ABOUT THIS TASK: Where the records hold the string "strip", show the whole line it sits on.
Segment Start: DATA SUPPLIED
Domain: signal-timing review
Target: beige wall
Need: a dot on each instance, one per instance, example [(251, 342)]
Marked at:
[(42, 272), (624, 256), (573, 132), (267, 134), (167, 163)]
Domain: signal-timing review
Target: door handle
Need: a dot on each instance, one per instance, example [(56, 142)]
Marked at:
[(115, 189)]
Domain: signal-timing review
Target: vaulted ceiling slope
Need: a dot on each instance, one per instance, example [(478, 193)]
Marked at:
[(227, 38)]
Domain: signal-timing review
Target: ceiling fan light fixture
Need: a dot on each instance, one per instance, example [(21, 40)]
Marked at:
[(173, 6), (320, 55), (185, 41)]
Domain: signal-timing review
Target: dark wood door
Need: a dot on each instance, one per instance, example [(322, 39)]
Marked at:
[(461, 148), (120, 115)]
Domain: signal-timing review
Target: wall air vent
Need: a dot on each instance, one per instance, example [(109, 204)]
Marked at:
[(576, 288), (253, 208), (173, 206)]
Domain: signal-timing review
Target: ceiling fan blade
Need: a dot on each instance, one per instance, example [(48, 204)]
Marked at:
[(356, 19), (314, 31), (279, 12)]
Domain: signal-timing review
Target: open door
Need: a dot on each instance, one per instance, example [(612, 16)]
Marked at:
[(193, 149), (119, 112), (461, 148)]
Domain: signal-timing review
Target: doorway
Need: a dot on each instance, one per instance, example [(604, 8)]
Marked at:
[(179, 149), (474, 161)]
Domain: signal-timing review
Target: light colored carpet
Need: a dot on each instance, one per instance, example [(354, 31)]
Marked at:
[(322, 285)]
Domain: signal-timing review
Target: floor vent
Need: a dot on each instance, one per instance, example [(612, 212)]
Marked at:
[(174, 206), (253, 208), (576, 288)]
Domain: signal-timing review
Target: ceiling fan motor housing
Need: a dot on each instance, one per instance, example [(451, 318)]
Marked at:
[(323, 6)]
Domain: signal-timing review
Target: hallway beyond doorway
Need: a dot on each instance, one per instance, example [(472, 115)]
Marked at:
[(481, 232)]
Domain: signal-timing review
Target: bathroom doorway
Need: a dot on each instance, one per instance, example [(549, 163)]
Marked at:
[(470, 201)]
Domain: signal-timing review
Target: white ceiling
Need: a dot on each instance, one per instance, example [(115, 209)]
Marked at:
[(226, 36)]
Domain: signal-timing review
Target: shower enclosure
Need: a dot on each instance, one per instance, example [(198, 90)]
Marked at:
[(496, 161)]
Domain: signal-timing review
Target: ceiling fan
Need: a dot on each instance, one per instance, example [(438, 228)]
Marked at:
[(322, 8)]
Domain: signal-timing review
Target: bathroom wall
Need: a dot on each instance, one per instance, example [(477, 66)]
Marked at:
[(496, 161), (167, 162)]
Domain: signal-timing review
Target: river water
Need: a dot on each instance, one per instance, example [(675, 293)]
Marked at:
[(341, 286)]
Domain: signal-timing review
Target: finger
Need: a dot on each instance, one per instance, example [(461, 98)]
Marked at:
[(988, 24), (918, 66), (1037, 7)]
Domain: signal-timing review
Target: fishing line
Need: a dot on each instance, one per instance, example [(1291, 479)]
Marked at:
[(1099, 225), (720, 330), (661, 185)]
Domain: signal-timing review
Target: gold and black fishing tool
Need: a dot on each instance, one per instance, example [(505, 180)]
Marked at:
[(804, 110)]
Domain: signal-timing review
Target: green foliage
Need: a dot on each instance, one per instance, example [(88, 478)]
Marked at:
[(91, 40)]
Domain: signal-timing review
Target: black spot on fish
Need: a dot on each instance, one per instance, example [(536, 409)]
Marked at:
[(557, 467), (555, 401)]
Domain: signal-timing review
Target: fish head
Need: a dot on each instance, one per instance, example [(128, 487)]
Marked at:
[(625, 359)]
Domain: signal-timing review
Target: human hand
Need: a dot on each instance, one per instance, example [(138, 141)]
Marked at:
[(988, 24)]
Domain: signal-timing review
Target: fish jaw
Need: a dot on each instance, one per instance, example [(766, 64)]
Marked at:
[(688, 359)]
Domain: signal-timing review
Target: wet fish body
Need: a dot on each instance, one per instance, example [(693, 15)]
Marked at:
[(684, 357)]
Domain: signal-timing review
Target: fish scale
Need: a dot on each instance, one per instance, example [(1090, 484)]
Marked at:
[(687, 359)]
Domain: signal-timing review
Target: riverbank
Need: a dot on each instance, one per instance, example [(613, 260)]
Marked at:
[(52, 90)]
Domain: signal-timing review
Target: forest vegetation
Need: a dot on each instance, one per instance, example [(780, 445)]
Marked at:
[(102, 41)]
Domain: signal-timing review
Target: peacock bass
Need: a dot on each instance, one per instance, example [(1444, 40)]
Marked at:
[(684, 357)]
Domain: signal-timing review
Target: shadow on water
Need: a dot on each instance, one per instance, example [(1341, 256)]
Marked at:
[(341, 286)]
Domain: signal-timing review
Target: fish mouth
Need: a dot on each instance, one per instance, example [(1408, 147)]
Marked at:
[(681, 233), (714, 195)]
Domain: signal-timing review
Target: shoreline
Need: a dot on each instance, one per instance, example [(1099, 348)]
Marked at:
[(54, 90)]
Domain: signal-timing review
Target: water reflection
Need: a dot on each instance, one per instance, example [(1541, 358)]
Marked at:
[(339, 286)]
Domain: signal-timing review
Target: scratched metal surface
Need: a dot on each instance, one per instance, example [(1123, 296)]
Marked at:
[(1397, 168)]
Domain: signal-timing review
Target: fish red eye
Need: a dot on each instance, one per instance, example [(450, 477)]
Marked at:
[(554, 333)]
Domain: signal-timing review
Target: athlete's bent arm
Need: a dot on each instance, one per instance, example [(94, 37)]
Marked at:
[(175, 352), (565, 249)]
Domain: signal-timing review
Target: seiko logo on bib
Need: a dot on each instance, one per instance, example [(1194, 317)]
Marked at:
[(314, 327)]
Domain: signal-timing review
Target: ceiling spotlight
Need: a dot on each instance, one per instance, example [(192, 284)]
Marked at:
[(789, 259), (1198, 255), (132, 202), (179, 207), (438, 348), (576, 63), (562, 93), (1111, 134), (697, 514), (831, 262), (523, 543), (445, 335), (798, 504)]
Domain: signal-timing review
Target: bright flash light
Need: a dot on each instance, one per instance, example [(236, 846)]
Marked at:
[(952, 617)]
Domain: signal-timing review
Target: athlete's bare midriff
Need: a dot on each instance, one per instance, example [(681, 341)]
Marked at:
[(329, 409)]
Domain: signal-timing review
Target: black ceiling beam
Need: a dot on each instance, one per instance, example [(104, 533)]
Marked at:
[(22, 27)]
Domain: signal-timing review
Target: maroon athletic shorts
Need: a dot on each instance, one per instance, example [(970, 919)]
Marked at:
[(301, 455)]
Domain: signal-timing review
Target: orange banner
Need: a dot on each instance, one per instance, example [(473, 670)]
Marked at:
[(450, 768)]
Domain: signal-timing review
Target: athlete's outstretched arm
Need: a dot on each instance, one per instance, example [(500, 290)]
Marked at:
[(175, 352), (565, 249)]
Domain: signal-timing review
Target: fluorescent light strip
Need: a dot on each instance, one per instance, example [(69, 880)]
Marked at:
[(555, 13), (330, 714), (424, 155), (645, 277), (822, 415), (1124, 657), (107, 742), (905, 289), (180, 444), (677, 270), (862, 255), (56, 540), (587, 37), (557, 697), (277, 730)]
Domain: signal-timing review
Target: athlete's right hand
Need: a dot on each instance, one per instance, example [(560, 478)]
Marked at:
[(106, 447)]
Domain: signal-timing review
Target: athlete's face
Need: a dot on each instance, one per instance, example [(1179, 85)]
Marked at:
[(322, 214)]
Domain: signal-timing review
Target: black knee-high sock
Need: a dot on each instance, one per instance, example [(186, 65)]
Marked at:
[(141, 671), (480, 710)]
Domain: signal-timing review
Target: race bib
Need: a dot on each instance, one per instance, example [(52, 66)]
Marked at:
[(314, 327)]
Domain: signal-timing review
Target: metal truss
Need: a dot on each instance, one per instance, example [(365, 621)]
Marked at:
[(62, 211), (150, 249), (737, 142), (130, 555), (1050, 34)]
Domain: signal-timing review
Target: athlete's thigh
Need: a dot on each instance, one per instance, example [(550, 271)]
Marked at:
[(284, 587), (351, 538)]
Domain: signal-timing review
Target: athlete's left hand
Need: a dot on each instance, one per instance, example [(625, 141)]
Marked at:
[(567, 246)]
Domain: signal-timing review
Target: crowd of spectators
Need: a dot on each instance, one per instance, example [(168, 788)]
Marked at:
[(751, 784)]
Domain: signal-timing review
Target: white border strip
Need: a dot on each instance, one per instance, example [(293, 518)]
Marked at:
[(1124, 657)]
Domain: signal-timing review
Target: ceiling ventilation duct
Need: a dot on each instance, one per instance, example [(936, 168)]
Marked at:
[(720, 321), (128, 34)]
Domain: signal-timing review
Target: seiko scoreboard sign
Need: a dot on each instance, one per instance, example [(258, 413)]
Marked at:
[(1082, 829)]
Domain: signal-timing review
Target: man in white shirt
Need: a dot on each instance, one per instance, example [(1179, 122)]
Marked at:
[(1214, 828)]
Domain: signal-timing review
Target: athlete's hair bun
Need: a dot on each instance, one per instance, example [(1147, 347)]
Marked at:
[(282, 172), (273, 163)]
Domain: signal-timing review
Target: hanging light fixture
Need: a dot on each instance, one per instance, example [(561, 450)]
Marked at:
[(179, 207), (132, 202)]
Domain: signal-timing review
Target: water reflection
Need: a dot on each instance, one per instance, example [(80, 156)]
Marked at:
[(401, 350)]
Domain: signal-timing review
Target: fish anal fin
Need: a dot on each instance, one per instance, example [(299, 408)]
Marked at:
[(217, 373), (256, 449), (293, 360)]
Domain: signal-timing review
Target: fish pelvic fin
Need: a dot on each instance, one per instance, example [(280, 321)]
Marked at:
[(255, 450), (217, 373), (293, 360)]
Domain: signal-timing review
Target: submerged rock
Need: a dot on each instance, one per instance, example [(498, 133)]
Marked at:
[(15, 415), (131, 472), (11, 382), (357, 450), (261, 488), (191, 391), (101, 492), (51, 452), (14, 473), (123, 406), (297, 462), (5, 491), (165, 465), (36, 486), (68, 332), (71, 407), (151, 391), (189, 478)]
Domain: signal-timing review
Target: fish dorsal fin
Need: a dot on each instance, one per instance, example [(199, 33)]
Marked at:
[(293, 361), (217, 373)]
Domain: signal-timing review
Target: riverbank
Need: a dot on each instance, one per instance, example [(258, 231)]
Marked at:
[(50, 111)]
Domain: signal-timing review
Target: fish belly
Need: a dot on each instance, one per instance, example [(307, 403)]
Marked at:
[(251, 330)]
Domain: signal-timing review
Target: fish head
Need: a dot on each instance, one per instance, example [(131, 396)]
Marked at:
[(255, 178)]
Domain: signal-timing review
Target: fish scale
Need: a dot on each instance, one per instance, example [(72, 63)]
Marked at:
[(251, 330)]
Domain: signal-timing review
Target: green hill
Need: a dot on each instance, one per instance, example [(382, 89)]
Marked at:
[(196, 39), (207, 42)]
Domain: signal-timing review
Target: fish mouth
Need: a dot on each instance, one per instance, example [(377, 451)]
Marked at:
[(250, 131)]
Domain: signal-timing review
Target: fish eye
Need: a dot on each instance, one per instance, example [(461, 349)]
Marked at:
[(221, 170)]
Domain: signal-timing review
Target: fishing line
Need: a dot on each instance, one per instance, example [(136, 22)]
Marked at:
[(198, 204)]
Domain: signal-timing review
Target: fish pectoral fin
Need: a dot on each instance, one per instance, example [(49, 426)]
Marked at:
Segment End: DATA SUPPLIED
TASK ANSWER:
Target: fluorescent light strip
Target: white border strip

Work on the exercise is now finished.